#### [The problem]
For each statement, say yes or no to whether it agrees with the excerpt on masa harina, and quote the exact words of the excerpt that decide it: (a) Diana Kennedy is 95 years old. (b) The Cuisines of Mexico first came out in 1990. (c) Making corn tortillas from scratch can take as long as 20 hours from start to finish.

#### [Extract]
------------------------

The rise of industrial instant corn flour, masa harina, represents not only a gastronomic loss (the stuff tastes lousy), but a death blow to Mexico’s corn heritage.

Several years ago, while researching a story about gourmet tacos, I called Diana Kennedy at her home in Michoacán in Mexico. Kennedy, who is 95, is often described as the Julia Child of Mexico, owing to the fact that in her six decades living there, she has written a series of cookbooks that demystified the nation’s complex and highly regional cuisine for an international audience. When it comes to temperament, though, the two women share little in common. While Child was bubbly and solicitous, Kennedy has a thornier nature—which came into full bloom when we began to discuss corn tortillas. Her position was that the vast majority of them, in Mexico as well as the United States, are inedible: “To me, a taco with a tortilla made from that powdered thing…well, there’s no point in having a taco.”

“That powdered thing” she was referring to is Maseca, the world’s best-selling brand of masa harina: corn dough dehydrated to a flour, which can be reconstituted with hot water for fresh-pressed tortillas. This is the method, and the very brand, recommended for making corn tortillas “from scratch” by virtually every English-language cooking reference that I’m aware of, from The New York Times to Serious Eats. Rick Bayless, one of this country’s foremost authorities on Mexican food, calls for Maseca in his cookbooks. Even Saveur, a magazine known for cooking coverage that verges on culinary ethnography, has a video on its website of the chef Jose Garces whipping up tortillas from Maseca, which, to hear Kennedy tell it, is like a highly trained barista demonstrating how to stir Folgers into boiling water.

Paging through The Cuisines of Mexico—Kennedy’s iconic 1972 field guide for Mexican foodwaysI learned that making corn tortillas from scratch does not begin by buying a bag of Maseca on the internet, after all. The first step is growing the corn, a traditional practice for rural Mexican families who wish to produce enough grain for their own use. The kernels are dried and stored, and then every time tortillas are made, steeped in a mixture of water and pickling lime overnight to remove their fibrous hulls (a process called nixtamalization). Next, the softened corn must be drained and ground by hand, between stones, into masa, then pressed into tortillas and cooked on a griddle. Start to finish, the process takes as long as 20 hours; because masa ferments quickly, it must be repeated daily and has been in homes across Central America since pre-Columbian times. “The cooking of corn in Mexico, with all its elaborations and ramifications, is, and always has been, within the realm of the highest culinary art, beyond that of any other country,” Kennedy writes. Masa is hard. Masa makes the egg sushi from Jiro Dreams of Sushi look like a parlor game.

------------------------

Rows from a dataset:

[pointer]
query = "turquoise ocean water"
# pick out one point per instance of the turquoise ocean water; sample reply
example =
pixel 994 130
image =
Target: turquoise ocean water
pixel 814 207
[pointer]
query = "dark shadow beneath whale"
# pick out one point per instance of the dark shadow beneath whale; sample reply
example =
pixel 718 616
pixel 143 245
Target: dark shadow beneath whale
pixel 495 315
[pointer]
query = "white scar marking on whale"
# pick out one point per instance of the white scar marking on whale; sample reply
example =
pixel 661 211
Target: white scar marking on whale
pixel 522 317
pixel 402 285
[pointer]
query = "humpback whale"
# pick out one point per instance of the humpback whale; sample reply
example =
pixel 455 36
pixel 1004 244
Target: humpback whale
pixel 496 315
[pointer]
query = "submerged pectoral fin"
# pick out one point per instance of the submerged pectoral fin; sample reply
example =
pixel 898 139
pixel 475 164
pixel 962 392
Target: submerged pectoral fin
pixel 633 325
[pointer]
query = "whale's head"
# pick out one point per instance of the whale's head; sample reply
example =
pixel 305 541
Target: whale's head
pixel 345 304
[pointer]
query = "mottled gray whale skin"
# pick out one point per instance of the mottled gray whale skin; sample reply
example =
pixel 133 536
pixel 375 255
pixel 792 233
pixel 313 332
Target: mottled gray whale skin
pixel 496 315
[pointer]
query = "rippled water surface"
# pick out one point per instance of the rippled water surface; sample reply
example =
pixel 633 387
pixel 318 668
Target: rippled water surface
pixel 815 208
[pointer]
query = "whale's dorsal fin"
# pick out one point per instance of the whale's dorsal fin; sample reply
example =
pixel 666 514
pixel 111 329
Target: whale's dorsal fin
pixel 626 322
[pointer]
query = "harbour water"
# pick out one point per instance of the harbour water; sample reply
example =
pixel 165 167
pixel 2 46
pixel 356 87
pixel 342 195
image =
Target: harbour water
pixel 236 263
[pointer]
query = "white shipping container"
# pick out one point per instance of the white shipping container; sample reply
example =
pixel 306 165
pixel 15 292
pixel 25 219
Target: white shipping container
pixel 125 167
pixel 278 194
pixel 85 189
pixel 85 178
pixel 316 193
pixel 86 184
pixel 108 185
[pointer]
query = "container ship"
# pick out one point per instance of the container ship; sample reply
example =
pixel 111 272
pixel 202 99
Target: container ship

------------------------

#### [Response for this exercise]
(a) Yes: "Kennedy, who is 95"
(b) No: "Kennedy’s iconic 1972 field guide for Mexican foodways"
(c) Yes: "Start to finish, the process takes as long as 20 hours"